Task instructions: Reproduce the whole listing, character for character.

Exercise materials:
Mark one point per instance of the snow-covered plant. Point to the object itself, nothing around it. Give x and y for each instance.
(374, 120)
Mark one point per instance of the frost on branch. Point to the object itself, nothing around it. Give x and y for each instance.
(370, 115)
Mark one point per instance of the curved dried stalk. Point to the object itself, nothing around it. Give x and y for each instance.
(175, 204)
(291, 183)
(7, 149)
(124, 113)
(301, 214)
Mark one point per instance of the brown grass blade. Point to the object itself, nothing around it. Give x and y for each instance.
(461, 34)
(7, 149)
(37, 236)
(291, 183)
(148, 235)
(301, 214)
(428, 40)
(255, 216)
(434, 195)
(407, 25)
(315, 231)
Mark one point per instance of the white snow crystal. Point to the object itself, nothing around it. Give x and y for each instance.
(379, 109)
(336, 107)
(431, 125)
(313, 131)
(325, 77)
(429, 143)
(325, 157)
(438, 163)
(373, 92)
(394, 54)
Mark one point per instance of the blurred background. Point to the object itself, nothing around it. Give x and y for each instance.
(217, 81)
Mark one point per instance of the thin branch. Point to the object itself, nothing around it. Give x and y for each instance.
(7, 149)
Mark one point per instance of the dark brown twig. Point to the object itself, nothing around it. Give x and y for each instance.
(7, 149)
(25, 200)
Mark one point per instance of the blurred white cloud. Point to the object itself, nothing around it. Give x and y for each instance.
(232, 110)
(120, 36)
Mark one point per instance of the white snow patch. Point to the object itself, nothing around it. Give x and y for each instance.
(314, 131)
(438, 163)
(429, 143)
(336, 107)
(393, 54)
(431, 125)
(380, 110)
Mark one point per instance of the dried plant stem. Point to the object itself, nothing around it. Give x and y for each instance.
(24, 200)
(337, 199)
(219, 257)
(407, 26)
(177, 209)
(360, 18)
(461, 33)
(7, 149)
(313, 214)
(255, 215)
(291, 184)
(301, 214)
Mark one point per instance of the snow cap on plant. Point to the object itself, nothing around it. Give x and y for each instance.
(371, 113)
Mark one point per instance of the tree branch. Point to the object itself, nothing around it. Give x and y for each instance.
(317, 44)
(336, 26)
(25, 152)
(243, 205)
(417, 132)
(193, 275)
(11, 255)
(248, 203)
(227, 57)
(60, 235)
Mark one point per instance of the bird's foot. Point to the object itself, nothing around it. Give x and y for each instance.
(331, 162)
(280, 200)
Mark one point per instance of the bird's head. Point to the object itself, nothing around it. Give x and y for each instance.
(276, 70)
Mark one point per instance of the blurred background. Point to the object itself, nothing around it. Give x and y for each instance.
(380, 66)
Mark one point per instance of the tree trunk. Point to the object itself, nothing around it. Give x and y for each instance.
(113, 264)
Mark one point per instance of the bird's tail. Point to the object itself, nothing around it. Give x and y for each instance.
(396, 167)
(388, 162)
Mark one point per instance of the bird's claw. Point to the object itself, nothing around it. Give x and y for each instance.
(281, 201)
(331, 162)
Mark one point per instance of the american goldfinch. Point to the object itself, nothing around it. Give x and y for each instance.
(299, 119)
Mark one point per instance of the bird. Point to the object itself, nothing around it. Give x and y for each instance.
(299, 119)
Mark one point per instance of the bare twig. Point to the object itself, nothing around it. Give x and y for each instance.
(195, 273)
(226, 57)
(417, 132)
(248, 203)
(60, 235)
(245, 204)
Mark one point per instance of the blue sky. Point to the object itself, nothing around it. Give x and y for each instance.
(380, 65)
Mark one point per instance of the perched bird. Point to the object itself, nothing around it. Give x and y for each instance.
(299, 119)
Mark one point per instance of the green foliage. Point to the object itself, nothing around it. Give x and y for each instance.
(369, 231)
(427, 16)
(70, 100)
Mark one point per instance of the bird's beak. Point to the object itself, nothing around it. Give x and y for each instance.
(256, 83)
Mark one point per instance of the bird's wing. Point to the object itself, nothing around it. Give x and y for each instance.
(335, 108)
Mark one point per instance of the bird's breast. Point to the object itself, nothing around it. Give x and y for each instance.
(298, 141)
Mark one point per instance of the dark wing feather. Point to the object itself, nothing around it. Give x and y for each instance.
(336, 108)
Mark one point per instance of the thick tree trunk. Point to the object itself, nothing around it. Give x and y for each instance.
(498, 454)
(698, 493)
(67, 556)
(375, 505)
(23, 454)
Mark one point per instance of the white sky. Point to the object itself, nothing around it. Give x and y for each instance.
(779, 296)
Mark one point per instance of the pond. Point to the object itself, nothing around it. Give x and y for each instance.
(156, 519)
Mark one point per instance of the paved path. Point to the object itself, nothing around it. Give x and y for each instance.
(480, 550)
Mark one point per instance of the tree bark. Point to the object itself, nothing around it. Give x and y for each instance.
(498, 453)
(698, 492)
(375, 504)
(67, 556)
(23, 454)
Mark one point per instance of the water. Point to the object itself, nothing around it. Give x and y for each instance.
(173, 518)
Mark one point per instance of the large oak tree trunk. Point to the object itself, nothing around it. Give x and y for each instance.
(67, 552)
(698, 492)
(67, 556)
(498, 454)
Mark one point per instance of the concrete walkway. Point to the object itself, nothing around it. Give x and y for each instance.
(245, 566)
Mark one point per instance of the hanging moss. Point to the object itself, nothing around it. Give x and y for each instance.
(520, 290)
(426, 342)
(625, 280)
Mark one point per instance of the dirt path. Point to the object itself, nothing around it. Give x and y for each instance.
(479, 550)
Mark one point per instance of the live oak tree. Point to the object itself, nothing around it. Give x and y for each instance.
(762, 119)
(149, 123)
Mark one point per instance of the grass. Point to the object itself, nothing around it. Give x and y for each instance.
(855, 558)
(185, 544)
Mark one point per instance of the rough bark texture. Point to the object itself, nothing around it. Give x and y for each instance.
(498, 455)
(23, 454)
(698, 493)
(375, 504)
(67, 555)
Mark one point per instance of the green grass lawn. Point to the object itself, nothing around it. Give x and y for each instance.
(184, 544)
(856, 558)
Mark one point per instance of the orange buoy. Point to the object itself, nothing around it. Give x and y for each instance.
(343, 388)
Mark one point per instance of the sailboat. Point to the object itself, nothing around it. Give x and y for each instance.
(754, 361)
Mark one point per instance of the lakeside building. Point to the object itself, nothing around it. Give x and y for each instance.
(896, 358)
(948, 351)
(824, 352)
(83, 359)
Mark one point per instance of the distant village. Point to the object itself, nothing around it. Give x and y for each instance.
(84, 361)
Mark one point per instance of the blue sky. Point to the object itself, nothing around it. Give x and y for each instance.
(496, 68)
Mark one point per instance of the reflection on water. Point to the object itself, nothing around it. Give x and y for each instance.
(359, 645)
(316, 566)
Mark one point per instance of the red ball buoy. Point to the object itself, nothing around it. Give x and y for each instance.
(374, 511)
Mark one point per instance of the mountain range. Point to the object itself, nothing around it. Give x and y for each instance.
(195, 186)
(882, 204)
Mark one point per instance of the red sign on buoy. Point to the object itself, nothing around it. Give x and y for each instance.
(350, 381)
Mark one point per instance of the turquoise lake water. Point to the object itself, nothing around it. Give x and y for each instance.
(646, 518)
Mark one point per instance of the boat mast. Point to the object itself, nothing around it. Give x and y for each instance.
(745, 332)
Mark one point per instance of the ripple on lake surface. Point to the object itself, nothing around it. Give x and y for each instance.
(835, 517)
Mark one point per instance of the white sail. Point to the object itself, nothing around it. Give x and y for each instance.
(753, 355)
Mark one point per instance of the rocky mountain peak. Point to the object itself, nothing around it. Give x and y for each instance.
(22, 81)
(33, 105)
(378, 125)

Output below:
Mark one point per instance of the snow-covered plant. Point to the object itself, nothing around it. Give x and y for each instance.
(374, 120)
Mark one point per instance of the frost on branch. Point to the object itself, nothing around it. Give x and y for each instance.
(370, 115)
Mark one point per instance of the curved dried stalk. Point to the object itself, nothing around it. Give x and y for each instance.
(175, 204)
(291, 183)
(7, 149)
(124, 113)
(301, 214)
Mark one point per instance of the brown grass blade. Point to the object itself, nothing around it. Give x and y for each instance.
(461, 34)
(7, 149)
(37, 236)
(291, 183)
(148, 235)
(301, 214)
(428, 40)
(255, 216)
(434, 195)
(407, 25)
(315, 231)
Mark one point per instance of the white snow crystal. Point to the object itself, nothing around it. Give x and y for each instance.
(379, 109)
(336, 107)
(431, 125)
(313, 131)
(325, 77)
(429, 143)
(325, 157)
(438, 163)
(373, 92)
(394, 54)
Mark one point per instance of the blurred background. Point to the object itself, nothing around it. Give x and y for each instance.
(217, 81)
Mark one point per instance of the thin branch. Point to the object itself, nothing around it. Give x and y for each instance.
(7, 149)
Mark one point per instance of the dark brown twig. Point to the object itself, nothing around it. Give x and y for each instance.
(7, 149)
(25, 200)
Mark one point per instance of the blurred white cloud. Point to the object itself, nothing around it. Give x and y for each instance.
(232, 110)
(120, 36)
Mark one point per instance of the white snow patch. Point to the object itself, nothing around it. Give x and y for each instance.
(314, 131)
(438, 163)
(429, 143)
(336, 107)
(393, 54)
(431, 125)
(380, 110)
Mark one point per instance of the dried plant stem. Point to the object itself, nothing around it. Give x and y for each instance.
(24, 200)
(337, 199)
(219, 257)
(407, 26)
(177, 209)
(360, 18)
(461, 33)
(7, 149)
(313, 214)
(255, 215)
(291, 184)
(301, 214)
Mark one point per instance of the snow cap on plant. Point to the object itself, nothing around it. Give x and y for each instance.
(371, 113)
Mark one point per instance of the tree branch. Point to the object itself, nothing around it. Give x and y for each instance.
(317, 44)
(336, 26)
(25, 152)
(243, 205)
(417, 132)
(193, 275)
(11, 255)
(248, 203)
(227, 57)
(60, 235)
Mark one point per instance of the bird's foot. Point to the object itself, nothing around it. Give x and y for each instance.
(331, 162)
(280, 200)
Mark one point per instance of the bird's head. Point to the object itself, nothing around it. Give x and y for each instance.
(276, 70)
Mark one point per instance of the blurred background. Point to the object itself, nothing around it. Give x and y for each instance.
(380, 66)
Mark one point per instance of the tree trunk. Point to the object itself, nothing around it. Give x and y for each instance.
(113, 264)
Mark one point per instance of the bird's tail. Point to the object itself, nothing around it. Give x and y for each instance.
(396, 167)
(388, 162)
Mark one point per instance of the bird's claw. Point to the object itself, nothing around it. Give x and y for each instance.
(281, 201)
(331, 162)
Mark one point per instance of the american goldfinch. Point to the object itself, nothing around it. Give x and y for each instance.
(299, 119)
Mark one point per instance of the bird. Point to the object itself, nothing around it. Give x and y for each instance.
(299, 119)
Mark one point per instance of the bare twig. Point to the object itself, nothing around it. Give x and y for each instance.
(195, 273)
(226, 57)
(417, 132)
(248, 203)
(60, 235)
(245, 204)
Mark one point per instance of the blue sky. Point to the object itself, nothing around it. Give x and y for each instance.
(380, 65)
Mark one point per instance of the perched bird. Point to the object itself, nothing around it. Give x and y for each instance.
(299, 119)
Mark one point per instance of the green foliage. Point to the object itself, nothing around it. Give x and y for each instance.
(369, 231)
(427, 16)
(70, 100)
Mark one point per instance of the bird's beak. Point to the object itself, nothing around it. Give x and y for each instance.
(256, 83)
Mark one point per instance of the bird's wing. Point to the object itself, nothing around it. Give x and y for each instance.
(335, 108)
Mark one point per instance of the bird's breast. Point to the object itself, nothing around it. Give x and y for each instance.
(298, 141)
Mark one point per instance of the dark wing feather. Point to the object itself, nothing around it. Give x and y for each instance.
(336, 108)
Mark one point per instance of the thick tree trunk. Point to the object itself, nothing around it. Give x and y for each instance.
(498, 454)
(698, 493)
(67, 556)
(375, 505)
(23, 454)
Mark one point per instance of the white sky. Point to the object itself, nothing around it. Give x and y for each instance.
(779, 296)
Mark one point per instance of the pond. Point to the object itself, nothing around it. Give x and y for each instance.
(156, 519)
Mark one point per instance of the paved path. Point to the object itself, nothing around it. Give x and y for each instance.
(480, 550)
Mark one point per instance of the tree bark. Point to the object itself, nothing around it. Give x and y for each instance.
(498, 453)
(698, 492)
(375, 504)
(67, 556)
(23, 454)
Mark one point per instance of the water. Point to the object itself, nothing around it. Give x and y for each instance.
(173, 518)
Mark one point per instance of the large oak tree trunk. Point to the object itself, nothing around it. Give x and y for each instance.
(67, 552)
(698, 492)
(67, 556)
(498, 454)
Mark one point per instance of the concrete walkway. Point to the object itself, nothing around it. Give x and y for each instance.
(245, 566)
Mark one point per instance of the hanging moss. Point to the object itself, nothing around it. Give x and y for each instance.
(520, 290)
(426, 342)
(625, 280)
Mark one point per instance of the dirt path. Point to the object itself, nothing around it. Give x and y for each instance.
(479, 550)
Mark one point per instance of the live oak tree. Point to the object itself, nothing around it. Give x and y for each instance.
(762, 119)
(149, 123)
Mark one point per instance of the grass. Point to the object itself, nothing around it. Give x and y for each instance.
(855, 558)
(185, 544)
Mark one point per instance of the rough bark texture. Point to the object itself, nothing around it. Give x and y for each instance.
(498, 455)
(23, 454)
(698, 493)
(375, 504)
(67, 555)
Mark one point per instance of the green grass lawn. Point to the object itself, nothing around it. Give x and y for each instance.
(184, 544)
(856, 558)
Mark one point per instance of the orange buoy. Point to the object itself, nothing around it. Give x and y for each instance.
(343, 388)
Mark one point per instance of the sailboat. Point to the object itself, nothing around it. Give x and y for each instance.
(754, 361)
Mark one point per instance of the lakeside building. Point to the object itself, nothing around it. Give x and y for each instance.
(896, 358)
(948, 351)
(824, 352)
(83, 359)
Mark one point per instance of the distant village. Point to the object itself, nothing around it. Give x and y for each instance.
(84, 361)
Mark one point per instance of the blue sky. Point to the object itself, nothing around it. Give x and y for each instance.
(496, 68)
Mark one point per instance of the reflection on water. Point to the object itself, nothing around it. Give x and y for each instance.
(359, 645)
(316, 566)
Mark one point per instance of the red ball buoy. Point to the object itself, nothing around it. Give x and y for each instance.
(374, 511)
Mark one point per instance of the mountain range. Point to the object itself, nothing around it. Give x and y for each instance.
(195, 186)
(882, 204)
Mark one point per instance of the red sign on buoy. Point to the object itself, nothing around it. Give x and y for each instance.
(350, 381)
Mark one point per instance of the turquoise lake water. Point to the object itself, nothing around it. Give x and y for each instance.
(646, 518)
Mark one point per instance of the boat mast. Point to the object itself, nothing around it. Give x and y for each instance.
(745, 332)
Mark one point per instance of the ripple on lake surface. Point to the object itself, nothing around it. Give x and y for each instance.
(835, 517)
Mark one point per instance of the white sail. Point to the object itself, nothing around it. Give x and y for each instance.
(753, 355)
Mark one point per instance of the rocky mountain peak. Point to the object itself, nothing around it. Give x and y for each instance.
(22, 81)
(33, 105)
(378, 125)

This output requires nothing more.